#### REQUIRED ACTION:
Reproduce the entire piece on the Claude Code source leak word for word.

Claude Code Source Leak — What 510K Lines Reveal About Agent Architecture

Claude Code Source Leak — What 510K Lines Reveal About Agent Architecture

Anthropic's npm packaging error exposed Claude Code's full source. Agent loops, memory systems, cost optimization — what developers can learn from 510K lines.

On March 31, Anthropic published Claude Code v2.1.88 to npm. Should have been a routine patch update, but the package contained a 59.8MB .map source map file. Security researcher Chaofan Shou posted this on X, and within hours, it was forked 84,000 times on GitHub.

1,906 TypeScript files. Roughly 510,000 lines of code. Claude Code’s entire client-side agent harness was exposed.

I dug into the source code myself and found some genuinely interesting design decisions. Rather than chasing the sensational angle that the word “leak” invites, I want to focus on the patterns that agent developers can actually reference from this codebase.

How It Happened

The culprit is Bun. Claude Code runs on the Bun runtime instead of Node.js, and Bun had a known bug that served source maps even in production builds. The issue was reported on March 11 but wasn’t fixed by the time of the leak.

Anthropic told CNBC and VentureBeat that it was “a human error in the deployment packaging process, not a security breach.” No customer data or authentication credentials were included.

But here’s the thing — this was the second incident. Days earlier, a CMS misconfiguration had leaked internal documents about an unreleased model called “Mythos.” With IPO rumors swirling, this level of operational security feels concerning.

The Agent Loop — More Complex Than You’d Think

The first thing that caught my eye in the leaked code was the agent loop structure.

#### RECORDED DATA:

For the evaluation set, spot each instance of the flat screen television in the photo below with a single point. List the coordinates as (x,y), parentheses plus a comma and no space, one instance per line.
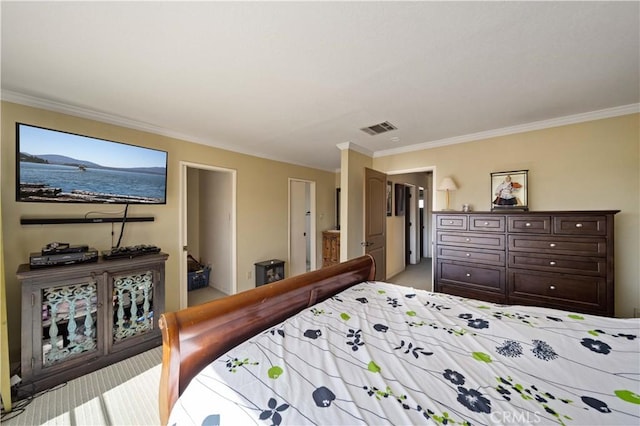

#### ANSWER SPACE:
Claude Code Source Leak — What 510K Lines Reveal About Agent Architecture

Claude Code Source Leak — What 510K Lines Reveal About Agent Architecture

Anthropic's npm packaging error exposed Claude Code's full source. Agent loops, memory systems, cost optimization — what developers can learn from 510K lines.

On March 31, Anthropic published Claude Code v2.1.88 to npm. Should have been a routine patch update, but the package contained a 59.8MB .map source map file. Security researcher Chaofan Shou posted this on X, and within hours, it was forked 84,000 times on GitHub.

1,906 TypeScript files. Roughly 510,000 lines of code. Claude Code’s entire client-side agent harness was exposed.

I dug into the source code myself and found some genuinely interesting design decisions. Rather than chasing the sensational angle that the word “leak” invites, I want to focus on the patterns that agent developers can actually reference from this codebase.

How It Happened

The culprit is Bun. Claude Code runs on the Bun runtime instead of Node.js, and Bun had a known bug that served source maps even in production builds. The issue was reported on March 11 but wasn’t fixed by the time of the leak.

Anthropic told CNBC and VentureBeat that it was “a human error in the deployment packaging process, not a security breach.” No customer data or authentication credentials were included.

But here’s the thing — this was the second incident. Days earlier, a CMS misconfiguration had leaked internal documents about an unreleased model called “Mythos.” With IPO rumors swirling, this level of operational security feels concerning.

The Agent Loop — More Complex Than You’d Think

The first thing that caught my eye in the leaked code was the agent loop structure.